SUPPLIED DATA
·····
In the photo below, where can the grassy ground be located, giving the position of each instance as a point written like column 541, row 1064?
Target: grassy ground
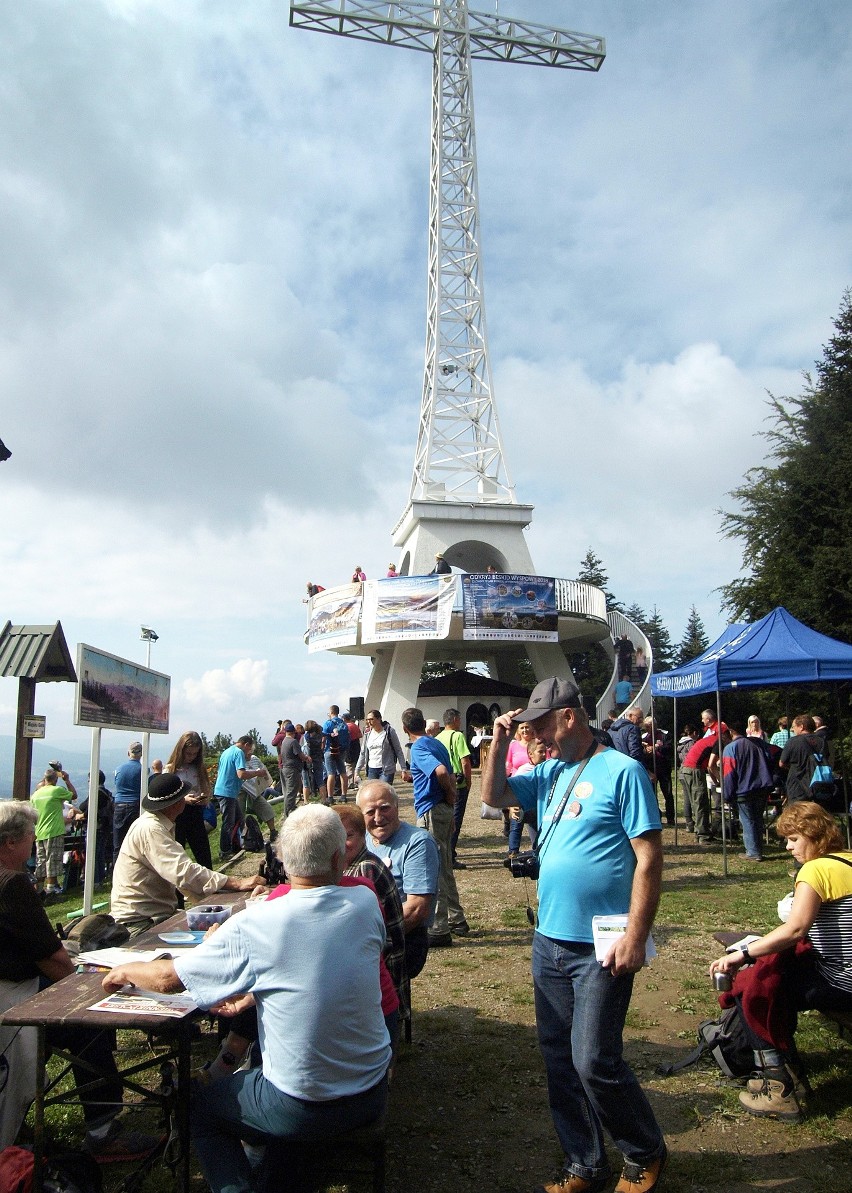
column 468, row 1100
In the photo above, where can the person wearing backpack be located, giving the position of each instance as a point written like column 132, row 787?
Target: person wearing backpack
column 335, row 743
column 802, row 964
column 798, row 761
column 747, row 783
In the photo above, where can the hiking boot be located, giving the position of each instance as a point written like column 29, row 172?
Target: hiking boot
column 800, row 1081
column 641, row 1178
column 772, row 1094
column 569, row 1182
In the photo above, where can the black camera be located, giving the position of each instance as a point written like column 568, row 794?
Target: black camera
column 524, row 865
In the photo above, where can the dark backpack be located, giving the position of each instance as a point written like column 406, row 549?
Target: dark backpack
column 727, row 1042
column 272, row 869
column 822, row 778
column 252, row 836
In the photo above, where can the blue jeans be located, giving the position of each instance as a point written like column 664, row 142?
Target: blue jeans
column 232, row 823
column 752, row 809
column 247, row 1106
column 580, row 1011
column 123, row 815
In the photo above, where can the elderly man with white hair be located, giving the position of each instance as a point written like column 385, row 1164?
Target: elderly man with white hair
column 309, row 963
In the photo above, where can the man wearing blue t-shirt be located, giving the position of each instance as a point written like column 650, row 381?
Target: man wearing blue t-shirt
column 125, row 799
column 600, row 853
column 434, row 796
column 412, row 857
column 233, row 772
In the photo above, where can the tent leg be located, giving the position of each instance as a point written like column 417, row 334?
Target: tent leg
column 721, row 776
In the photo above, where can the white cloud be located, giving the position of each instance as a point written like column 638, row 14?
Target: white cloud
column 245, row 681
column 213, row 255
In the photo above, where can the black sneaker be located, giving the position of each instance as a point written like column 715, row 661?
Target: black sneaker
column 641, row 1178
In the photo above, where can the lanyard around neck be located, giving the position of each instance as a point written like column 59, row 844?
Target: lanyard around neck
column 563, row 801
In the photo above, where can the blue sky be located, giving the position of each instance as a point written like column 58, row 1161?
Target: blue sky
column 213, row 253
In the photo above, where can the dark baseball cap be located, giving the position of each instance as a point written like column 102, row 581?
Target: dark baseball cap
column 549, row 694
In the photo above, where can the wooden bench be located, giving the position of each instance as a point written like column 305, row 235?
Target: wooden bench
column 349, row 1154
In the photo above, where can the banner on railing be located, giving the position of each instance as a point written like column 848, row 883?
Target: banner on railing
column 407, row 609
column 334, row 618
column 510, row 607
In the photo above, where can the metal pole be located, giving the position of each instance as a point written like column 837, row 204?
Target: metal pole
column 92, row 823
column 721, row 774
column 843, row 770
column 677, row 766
·····
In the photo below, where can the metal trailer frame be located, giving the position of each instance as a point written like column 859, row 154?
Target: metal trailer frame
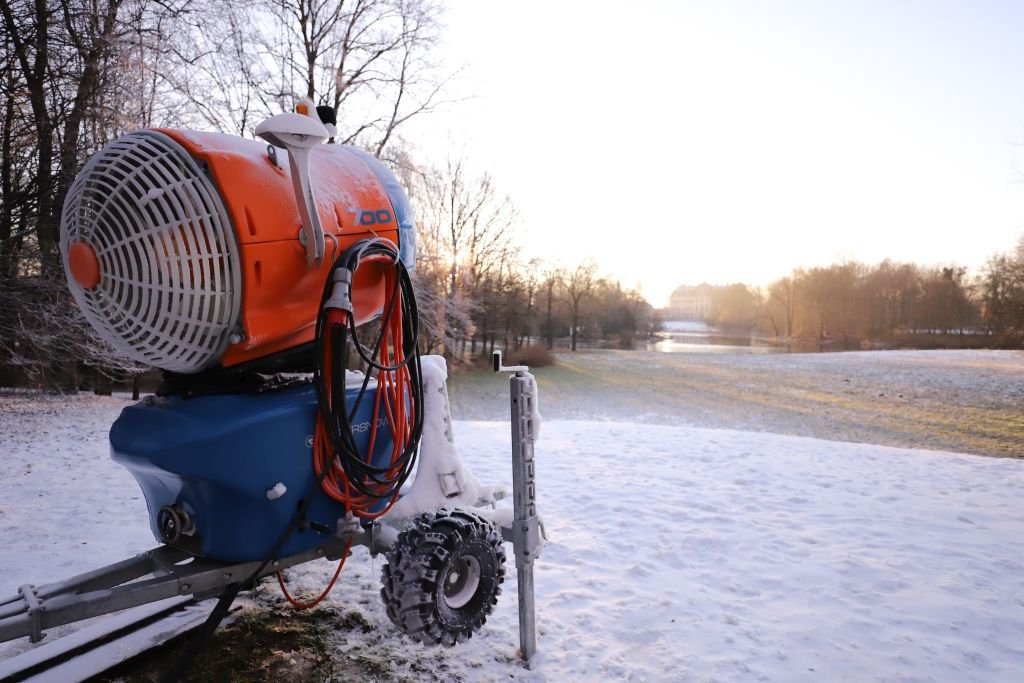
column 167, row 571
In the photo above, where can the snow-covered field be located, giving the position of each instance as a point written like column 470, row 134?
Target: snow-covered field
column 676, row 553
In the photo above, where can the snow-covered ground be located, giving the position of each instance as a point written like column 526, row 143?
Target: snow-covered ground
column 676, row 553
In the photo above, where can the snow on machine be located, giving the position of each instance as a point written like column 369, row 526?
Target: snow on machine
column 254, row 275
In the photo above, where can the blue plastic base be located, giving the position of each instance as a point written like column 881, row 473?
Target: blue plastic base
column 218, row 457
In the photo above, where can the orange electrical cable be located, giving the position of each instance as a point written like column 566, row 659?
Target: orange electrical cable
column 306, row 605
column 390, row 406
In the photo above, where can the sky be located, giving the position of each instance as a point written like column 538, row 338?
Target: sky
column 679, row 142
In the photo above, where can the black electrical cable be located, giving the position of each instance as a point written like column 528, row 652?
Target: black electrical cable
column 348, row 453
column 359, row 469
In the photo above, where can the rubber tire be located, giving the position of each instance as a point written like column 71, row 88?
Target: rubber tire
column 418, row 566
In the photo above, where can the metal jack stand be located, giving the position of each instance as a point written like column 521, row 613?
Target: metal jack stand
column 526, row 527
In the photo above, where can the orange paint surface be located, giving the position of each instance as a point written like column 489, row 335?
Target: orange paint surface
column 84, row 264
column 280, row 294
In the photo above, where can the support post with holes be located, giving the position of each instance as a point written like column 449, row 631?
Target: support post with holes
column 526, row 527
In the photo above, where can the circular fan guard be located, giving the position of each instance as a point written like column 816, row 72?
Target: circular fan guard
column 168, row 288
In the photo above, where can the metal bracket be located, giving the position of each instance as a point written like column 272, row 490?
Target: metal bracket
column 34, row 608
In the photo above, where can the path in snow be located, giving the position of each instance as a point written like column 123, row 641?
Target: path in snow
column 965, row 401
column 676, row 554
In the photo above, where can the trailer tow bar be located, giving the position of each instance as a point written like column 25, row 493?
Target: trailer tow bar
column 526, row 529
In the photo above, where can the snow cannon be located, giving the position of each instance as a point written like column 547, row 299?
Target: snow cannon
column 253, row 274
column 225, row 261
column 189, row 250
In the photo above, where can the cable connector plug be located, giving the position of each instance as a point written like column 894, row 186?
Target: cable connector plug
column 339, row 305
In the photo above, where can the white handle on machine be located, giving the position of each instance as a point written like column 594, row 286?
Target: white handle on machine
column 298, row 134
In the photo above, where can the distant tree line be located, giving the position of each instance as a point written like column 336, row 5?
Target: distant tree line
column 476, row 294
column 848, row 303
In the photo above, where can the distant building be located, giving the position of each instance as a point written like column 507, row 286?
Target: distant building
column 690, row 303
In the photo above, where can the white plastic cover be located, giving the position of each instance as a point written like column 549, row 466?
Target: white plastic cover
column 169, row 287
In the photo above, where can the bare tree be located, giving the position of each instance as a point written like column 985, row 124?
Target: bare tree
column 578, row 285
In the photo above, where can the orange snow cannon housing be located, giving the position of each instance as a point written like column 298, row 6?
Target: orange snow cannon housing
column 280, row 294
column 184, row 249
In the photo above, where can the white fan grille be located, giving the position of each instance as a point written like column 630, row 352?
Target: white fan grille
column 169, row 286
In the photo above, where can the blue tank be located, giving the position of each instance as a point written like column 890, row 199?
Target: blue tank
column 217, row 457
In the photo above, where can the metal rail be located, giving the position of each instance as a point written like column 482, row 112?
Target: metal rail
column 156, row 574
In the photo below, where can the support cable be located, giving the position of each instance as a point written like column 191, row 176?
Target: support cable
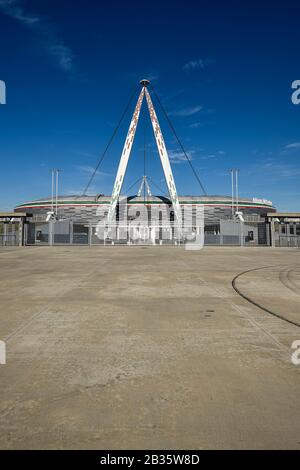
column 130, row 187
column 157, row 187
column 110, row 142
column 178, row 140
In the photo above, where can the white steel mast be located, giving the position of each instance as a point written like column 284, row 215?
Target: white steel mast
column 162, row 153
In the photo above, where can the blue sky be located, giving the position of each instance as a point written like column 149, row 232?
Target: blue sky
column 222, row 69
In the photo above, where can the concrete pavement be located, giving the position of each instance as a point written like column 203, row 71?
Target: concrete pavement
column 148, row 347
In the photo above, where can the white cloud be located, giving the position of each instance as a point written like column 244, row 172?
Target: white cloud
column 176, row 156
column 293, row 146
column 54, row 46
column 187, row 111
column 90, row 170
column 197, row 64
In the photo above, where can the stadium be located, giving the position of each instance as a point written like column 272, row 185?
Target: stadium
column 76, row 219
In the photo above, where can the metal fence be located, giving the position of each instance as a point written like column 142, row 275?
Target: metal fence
·····
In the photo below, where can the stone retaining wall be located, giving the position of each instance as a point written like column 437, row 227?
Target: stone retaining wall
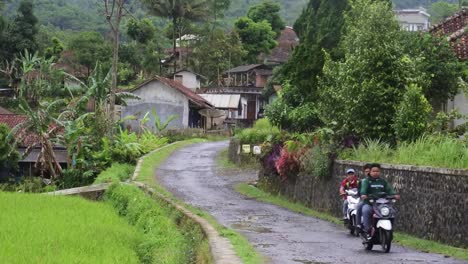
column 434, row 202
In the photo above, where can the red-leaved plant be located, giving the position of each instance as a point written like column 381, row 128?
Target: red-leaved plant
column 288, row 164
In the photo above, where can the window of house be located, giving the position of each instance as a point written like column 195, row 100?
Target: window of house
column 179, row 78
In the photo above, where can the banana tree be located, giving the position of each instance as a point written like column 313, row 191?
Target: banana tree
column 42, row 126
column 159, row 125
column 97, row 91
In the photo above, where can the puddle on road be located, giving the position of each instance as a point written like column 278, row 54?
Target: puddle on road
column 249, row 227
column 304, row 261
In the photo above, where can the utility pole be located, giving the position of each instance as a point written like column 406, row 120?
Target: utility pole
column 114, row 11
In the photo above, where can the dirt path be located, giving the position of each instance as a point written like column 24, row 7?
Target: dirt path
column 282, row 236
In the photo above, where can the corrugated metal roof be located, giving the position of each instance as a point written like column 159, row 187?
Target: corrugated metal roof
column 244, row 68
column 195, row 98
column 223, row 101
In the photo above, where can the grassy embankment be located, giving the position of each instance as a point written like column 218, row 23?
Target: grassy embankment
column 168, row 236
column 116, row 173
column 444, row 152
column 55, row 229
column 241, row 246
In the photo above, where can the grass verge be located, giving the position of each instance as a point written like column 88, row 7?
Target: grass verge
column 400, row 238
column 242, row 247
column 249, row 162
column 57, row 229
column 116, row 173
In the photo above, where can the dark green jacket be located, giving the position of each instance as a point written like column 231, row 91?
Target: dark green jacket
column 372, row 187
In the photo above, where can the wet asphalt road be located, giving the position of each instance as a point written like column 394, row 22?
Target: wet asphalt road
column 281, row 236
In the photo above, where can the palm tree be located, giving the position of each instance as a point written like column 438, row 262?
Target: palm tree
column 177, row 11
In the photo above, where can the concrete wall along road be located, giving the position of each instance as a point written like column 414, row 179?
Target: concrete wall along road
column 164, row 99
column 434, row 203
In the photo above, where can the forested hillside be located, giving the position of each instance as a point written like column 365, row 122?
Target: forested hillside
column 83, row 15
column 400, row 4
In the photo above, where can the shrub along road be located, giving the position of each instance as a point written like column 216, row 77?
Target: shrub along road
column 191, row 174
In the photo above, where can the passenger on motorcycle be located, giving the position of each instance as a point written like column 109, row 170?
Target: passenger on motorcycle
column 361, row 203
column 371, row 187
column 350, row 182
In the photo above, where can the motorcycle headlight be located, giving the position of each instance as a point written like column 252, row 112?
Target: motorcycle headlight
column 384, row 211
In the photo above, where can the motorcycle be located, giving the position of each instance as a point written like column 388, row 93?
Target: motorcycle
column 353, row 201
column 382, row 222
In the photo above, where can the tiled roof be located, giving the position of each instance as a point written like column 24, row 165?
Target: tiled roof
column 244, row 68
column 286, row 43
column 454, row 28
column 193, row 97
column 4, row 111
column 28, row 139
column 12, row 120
·····
WHAT IS EXPECTED
Take every line above where "fence" appears and copy it.

RESPONSE BOX
In the photo above, where can the metal fence be located, giving the position of each instance as a point written like column 142, row 275?
Target: metal fence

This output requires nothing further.